◆ WHAT IS REQUIRED: Show each line of the records below where the word "door" occurs.
==== SUPPLIED ENTRIES ====
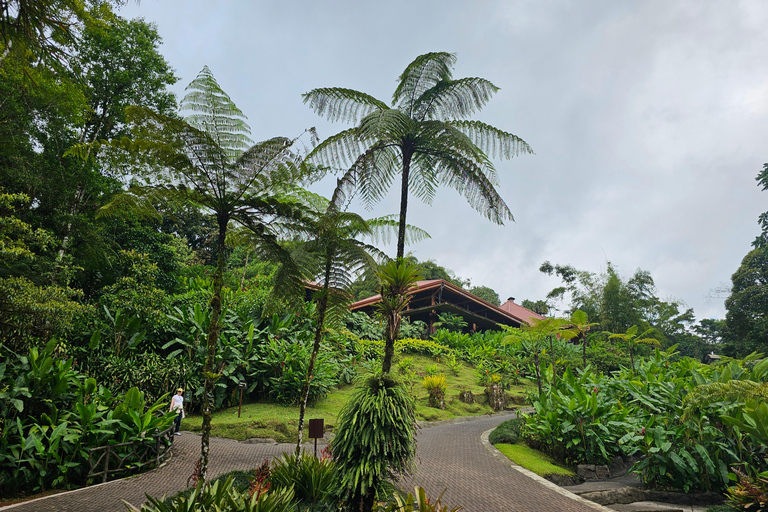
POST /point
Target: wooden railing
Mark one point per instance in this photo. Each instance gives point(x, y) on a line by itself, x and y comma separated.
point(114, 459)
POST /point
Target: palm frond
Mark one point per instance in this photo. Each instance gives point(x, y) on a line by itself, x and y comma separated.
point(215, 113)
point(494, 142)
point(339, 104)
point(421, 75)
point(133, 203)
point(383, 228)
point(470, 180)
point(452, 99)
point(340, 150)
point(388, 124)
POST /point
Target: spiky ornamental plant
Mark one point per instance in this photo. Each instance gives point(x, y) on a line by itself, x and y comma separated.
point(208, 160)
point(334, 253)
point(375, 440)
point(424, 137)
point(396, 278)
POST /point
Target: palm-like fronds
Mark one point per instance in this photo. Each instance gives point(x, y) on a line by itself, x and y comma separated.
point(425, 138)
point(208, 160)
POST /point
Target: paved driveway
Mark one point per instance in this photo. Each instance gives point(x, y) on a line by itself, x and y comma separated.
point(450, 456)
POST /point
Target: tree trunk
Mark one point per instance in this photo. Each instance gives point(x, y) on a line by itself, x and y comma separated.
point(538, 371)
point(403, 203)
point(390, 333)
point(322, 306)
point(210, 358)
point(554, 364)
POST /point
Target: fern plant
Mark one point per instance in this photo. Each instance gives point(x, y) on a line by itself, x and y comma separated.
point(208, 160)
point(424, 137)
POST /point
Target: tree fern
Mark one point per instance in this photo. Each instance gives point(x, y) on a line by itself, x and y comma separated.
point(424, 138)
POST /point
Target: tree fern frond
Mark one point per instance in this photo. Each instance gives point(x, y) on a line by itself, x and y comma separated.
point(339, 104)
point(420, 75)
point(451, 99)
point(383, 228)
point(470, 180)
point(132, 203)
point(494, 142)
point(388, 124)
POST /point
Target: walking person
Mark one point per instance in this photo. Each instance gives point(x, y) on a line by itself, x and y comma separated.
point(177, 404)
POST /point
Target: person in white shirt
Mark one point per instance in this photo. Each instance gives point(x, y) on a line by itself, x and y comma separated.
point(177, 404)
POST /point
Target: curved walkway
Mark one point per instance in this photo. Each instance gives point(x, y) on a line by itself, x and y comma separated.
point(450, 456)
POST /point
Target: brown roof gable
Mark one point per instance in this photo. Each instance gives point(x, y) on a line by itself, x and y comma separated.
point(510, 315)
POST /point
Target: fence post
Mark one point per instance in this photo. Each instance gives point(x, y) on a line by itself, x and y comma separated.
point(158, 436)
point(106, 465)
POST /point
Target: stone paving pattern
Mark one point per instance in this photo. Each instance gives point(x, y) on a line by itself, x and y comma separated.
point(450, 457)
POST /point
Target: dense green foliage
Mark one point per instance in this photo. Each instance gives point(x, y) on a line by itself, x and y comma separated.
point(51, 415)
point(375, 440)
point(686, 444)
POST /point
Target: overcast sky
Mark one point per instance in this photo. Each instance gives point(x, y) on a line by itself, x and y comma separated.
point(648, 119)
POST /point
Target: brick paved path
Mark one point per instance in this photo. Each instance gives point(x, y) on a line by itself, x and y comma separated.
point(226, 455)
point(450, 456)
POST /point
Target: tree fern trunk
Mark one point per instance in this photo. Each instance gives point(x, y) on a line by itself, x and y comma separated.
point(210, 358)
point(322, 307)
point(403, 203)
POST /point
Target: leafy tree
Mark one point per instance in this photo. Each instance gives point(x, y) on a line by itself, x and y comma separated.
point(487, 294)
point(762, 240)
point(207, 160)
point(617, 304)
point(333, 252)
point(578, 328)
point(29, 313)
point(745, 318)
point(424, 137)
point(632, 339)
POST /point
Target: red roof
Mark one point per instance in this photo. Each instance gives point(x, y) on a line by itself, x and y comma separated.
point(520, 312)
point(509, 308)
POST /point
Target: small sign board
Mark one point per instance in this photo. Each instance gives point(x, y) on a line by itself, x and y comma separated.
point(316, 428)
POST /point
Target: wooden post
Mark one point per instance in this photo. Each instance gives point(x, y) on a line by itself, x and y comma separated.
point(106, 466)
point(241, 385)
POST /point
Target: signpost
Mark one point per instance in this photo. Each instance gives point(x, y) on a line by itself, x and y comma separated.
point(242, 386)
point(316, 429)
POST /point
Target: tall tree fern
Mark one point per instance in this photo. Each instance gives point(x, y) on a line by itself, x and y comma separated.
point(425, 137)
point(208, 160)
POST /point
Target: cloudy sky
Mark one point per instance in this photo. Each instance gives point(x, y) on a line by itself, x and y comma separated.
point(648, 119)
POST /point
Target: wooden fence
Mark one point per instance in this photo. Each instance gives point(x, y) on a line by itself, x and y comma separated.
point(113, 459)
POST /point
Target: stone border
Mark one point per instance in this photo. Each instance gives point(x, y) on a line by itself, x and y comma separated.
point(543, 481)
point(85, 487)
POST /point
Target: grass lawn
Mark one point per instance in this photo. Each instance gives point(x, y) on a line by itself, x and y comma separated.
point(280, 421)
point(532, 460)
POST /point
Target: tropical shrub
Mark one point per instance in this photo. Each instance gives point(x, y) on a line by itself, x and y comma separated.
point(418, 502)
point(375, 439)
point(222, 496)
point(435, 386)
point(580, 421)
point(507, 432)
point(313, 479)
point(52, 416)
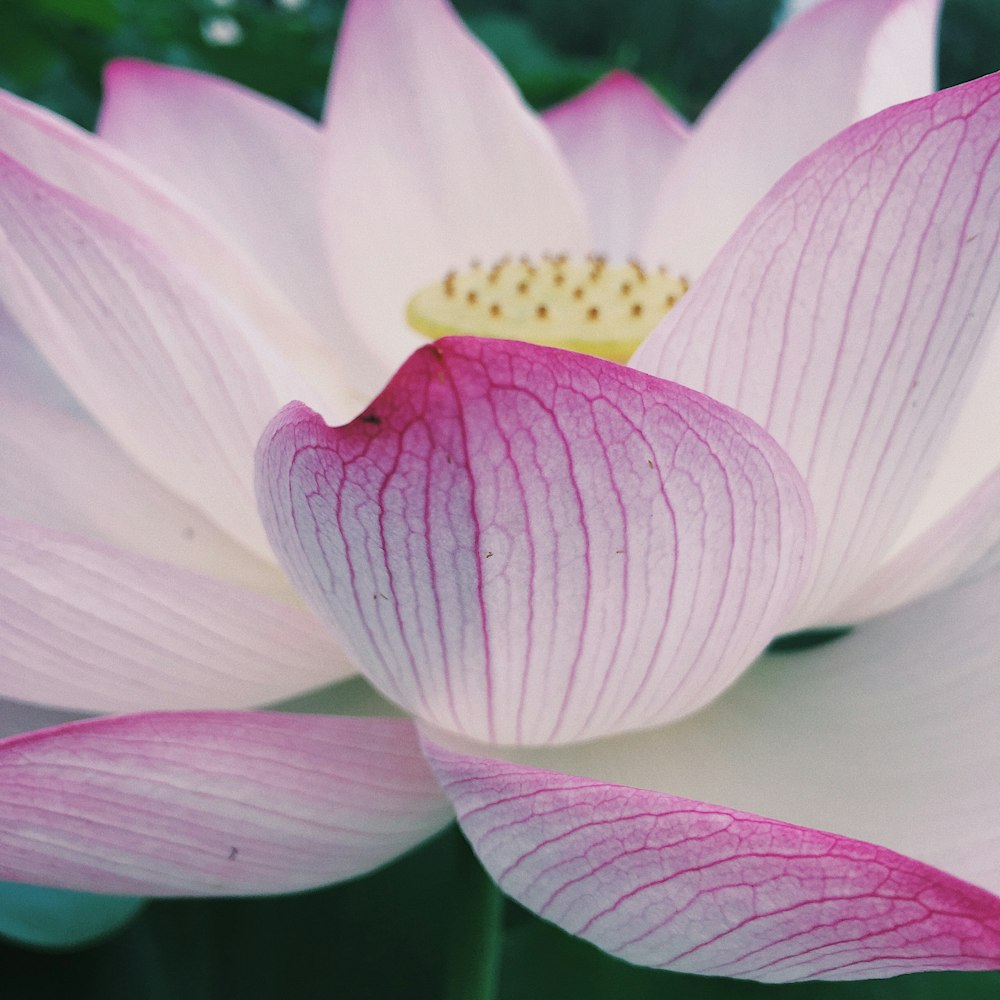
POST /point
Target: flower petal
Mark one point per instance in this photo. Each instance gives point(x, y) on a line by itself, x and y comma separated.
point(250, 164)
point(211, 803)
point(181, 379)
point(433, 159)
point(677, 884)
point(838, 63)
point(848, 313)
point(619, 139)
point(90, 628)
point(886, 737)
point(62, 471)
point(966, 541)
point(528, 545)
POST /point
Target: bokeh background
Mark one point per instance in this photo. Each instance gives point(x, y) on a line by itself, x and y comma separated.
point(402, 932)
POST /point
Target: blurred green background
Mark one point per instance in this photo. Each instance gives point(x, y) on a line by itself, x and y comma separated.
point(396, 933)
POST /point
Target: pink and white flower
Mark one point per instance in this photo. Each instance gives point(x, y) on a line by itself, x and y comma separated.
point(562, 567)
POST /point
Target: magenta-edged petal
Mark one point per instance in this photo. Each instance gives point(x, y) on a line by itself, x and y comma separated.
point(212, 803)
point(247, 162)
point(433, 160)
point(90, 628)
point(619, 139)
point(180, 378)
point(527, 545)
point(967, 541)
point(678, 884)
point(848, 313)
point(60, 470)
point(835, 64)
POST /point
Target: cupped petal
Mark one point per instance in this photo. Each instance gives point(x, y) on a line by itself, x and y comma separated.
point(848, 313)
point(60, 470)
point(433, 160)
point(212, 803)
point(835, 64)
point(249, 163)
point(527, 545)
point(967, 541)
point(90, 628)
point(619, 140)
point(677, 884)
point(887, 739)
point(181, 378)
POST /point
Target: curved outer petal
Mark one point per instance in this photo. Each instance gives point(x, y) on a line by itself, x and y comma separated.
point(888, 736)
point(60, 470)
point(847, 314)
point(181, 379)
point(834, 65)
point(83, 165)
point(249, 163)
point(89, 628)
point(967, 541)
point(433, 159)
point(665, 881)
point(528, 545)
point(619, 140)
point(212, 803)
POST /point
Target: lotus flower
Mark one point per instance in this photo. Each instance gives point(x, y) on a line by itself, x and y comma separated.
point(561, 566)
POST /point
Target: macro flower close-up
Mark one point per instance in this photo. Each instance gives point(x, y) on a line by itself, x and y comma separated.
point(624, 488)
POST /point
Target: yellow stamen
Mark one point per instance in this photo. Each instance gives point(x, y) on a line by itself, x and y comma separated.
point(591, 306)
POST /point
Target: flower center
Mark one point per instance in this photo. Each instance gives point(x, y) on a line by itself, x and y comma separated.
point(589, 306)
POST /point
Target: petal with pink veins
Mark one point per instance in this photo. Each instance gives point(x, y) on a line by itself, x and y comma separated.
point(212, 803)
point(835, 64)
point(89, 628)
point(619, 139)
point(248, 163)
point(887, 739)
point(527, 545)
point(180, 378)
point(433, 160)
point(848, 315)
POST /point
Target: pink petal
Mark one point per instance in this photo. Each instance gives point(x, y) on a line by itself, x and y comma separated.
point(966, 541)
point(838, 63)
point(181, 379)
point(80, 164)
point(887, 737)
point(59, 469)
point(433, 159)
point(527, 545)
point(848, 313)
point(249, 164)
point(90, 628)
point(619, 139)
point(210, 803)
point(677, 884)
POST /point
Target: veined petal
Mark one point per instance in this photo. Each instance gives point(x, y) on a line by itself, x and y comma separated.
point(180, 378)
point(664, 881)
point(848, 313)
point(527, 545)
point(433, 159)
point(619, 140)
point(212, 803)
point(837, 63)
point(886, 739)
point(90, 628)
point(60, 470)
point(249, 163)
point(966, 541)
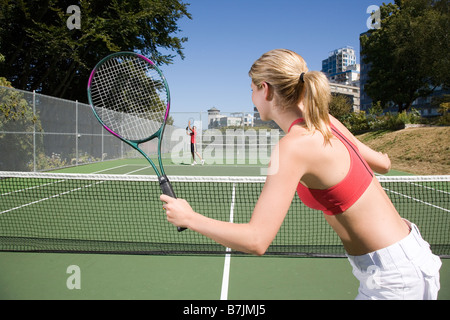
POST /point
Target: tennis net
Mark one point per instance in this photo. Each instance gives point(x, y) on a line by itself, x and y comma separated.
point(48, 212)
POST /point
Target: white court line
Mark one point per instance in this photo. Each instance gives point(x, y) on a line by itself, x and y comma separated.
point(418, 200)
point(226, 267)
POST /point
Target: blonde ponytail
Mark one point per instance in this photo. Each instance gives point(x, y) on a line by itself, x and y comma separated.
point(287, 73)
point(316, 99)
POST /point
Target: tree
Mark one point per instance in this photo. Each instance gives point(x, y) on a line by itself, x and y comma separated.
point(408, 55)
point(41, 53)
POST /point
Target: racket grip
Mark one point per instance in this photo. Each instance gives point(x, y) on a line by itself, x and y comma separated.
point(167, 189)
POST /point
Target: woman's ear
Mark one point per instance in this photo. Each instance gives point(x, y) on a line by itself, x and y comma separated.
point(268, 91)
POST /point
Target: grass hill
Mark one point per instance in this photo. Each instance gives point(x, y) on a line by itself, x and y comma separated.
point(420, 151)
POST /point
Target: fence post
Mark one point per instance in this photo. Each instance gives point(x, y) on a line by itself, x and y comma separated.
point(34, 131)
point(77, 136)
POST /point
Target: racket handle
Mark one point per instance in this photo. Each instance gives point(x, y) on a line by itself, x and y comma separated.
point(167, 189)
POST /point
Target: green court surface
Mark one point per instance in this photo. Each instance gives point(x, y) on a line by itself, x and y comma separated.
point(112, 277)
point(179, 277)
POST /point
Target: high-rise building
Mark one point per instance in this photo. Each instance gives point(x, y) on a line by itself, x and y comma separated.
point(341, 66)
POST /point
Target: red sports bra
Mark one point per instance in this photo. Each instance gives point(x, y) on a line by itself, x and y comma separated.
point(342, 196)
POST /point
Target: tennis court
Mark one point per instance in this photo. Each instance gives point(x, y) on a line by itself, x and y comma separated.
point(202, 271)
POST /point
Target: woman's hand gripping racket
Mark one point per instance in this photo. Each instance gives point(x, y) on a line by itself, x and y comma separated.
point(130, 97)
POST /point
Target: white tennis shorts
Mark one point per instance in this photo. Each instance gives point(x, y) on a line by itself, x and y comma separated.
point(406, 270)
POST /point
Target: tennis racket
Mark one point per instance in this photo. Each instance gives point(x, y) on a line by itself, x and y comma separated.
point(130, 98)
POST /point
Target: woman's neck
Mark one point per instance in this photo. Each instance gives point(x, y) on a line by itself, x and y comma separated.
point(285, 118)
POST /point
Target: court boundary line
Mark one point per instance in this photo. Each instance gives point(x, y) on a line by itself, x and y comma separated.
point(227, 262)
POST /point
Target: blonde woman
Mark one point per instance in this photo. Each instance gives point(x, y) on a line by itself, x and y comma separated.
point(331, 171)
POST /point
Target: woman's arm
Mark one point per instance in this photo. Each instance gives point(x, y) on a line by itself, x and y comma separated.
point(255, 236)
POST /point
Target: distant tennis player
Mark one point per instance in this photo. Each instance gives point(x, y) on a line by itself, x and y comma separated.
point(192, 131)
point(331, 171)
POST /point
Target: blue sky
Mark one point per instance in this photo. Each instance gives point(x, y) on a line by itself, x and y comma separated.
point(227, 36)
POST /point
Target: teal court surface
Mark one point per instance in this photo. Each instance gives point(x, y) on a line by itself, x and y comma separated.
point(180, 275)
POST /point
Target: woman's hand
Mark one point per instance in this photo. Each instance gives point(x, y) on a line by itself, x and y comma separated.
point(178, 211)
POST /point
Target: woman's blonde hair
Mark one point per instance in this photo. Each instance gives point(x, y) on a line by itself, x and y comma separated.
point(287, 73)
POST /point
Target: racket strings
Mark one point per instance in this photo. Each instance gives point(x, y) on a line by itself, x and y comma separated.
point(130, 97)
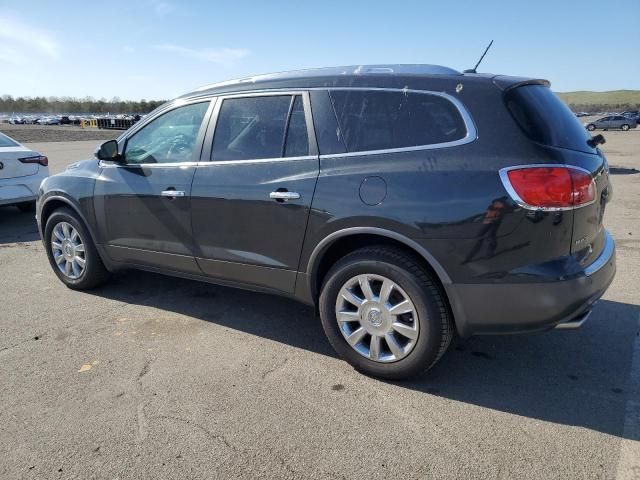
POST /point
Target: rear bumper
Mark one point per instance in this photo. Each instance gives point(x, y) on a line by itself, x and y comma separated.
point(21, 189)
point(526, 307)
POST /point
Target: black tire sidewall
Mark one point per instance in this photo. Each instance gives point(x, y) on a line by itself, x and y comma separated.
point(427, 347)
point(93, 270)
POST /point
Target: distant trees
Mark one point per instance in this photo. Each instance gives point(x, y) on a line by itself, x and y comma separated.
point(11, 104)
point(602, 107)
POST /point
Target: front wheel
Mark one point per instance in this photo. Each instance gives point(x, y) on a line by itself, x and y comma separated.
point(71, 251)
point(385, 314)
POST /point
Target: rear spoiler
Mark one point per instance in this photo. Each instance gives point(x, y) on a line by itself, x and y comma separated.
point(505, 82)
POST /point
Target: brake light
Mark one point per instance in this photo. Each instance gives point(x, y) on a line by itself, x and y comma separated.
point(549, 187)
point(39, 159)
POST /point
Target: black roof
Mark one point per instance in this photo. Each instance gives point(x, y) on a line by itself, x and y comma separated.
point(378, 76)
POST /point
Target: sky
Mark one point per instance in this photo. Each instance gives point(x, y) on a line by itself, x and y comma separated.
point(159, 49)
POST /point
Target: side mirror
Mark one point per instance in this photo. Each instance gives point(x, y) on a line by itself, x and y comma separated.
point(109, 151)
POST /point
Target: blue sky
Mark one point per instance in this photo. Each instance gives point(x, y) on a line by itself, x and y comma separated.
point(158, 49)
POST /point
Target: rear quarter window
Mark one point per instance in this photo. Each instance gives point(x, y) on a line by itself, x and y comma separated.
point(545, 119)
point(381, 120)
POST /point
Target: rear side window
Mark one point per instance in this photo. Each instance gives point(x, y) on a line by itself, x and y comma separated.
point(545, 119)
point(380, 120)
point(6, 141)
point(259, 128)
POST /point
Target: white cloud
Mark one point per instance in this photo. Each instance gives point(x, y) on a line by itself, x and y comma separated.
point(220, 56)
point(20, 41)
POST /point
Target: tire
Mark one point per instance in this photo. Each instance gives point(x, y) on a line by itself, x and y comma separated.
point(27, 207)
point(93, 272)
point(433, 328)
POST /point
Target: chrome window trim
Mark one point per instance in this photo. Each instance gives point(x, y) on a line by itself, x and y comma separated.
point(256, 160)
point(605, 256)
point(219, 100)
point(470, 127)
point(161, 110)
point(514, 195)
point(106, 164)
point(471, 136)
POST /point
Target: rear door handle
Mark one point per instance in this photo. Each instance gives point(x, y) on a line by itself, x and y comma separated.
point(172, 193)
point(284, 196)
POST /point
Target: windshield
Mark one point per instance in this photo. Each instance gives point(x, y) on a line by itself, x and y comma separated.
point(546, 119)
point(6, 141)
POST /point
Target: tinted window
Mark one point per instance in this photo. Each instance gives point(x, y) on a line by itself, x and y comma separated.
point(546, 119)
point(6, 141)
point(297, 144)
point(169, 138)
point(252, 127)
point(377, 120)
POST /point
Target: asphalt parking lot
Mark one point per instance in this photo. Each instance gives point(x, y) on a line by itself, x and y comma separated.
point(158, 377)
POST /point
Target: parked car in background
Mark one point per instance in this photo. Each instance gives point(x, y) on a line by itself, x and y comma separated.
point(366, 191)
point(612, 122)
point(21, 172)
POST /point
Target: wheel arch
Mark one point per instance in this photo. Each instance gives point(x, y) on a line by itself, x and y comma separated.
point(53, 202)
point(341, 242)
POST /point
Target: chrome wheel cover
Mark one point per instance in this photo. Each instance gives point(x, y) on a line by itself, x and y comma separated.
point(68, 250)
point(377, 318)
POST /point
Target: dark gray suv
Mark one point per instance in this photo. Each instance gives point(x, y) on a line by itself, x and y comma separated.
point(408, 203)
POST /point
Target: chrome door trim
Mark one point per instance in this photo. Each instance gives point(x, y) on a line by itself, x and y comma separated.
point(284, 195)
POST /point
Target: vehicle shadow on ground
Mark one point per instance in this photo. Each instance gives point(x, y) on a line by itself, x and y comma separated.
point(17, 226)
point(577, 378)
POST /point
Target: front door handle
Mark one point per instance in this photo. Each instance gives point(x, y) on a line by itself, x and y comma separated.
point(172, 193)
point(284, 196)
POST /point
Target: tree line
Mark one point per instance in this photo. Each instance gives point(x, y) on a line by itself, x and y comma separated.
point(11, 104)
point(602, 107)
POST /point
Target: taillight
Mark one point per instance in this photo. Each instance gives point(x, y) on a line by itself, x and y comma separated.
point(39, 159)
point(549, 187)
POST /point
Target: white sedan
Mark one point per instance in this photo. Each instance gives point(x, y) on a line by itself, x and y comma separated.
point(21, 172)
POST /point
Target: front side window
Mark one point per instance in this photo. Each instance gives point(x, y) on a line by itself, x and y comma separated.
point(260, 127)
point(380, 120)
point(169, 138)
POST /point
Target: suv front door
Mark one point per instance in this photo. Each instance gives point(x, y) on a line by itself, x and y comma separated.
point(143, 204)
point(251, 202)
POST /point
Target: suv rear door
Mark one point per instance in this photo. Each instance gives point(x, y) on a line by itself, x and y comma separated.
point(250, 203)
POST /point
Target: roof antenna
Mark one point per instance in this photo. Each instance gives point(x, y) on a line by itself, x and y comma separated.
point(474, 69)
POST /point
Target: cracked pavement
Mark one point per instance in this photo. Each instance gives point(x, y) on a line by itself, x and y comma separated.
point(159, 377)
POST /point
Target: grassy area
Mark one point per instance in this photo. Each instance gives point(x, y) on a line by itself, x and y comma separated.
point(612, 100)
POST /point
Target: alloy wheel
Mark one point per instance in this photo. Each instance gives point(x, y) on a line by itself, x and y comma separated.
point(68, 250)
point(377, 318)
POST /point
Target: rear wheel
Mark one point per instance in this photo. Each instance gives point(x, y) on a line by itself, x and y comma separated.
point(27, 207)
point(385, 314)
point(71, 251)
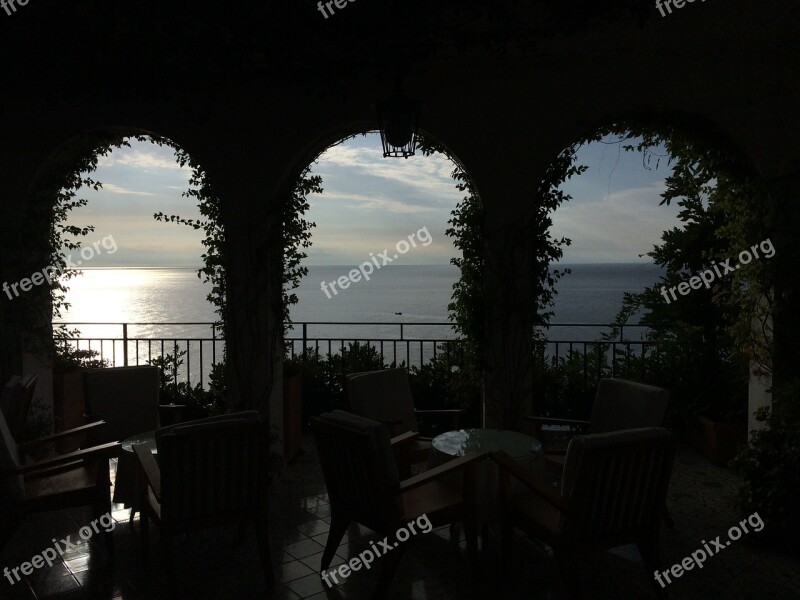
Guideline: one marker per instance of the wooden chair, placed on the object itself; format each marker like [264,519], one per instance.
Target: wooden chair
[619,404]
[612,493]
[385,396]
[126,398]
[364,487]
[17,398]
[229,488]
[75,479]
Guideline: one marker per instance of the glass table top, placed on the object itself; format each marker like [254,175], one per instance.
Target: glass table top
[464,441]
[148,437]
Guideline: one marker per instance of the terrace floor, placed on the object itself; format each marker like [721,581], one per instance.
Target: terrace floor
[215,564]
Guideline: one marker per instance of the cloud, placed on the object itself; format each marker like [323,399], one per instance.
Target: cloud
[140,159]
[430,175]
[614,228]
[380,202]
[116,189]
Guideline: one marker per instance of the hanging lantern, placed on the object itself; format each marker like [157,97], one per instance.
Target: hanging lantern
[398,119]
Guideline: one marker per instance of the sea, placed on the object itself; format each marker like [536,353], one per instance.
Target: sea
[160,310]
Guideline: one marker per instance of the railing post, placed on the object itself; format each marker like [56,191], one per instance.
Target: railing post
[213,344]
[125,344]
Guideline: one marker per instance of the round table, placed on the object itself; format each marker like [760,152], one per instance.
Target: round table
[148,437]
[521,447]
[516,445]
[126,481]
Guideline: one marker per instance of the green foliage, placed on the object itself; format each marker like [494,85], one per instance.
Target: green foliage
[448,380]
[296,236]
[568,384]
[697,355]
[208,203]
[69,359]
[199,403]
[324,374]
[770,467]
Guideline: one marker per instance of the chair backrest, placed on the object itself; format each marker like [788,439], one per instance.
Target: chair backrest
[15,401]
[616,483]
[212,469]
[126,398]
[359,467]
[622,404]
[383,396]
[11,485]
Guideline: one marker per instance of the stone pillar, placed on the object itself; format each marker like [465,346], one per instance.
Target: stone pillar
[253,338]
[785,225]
====
◆ EXERCISE ANSWER:
Target: rear door handle
Target: chrome door trim
Target: front door handle
Target: suv front door
Target: suv rear door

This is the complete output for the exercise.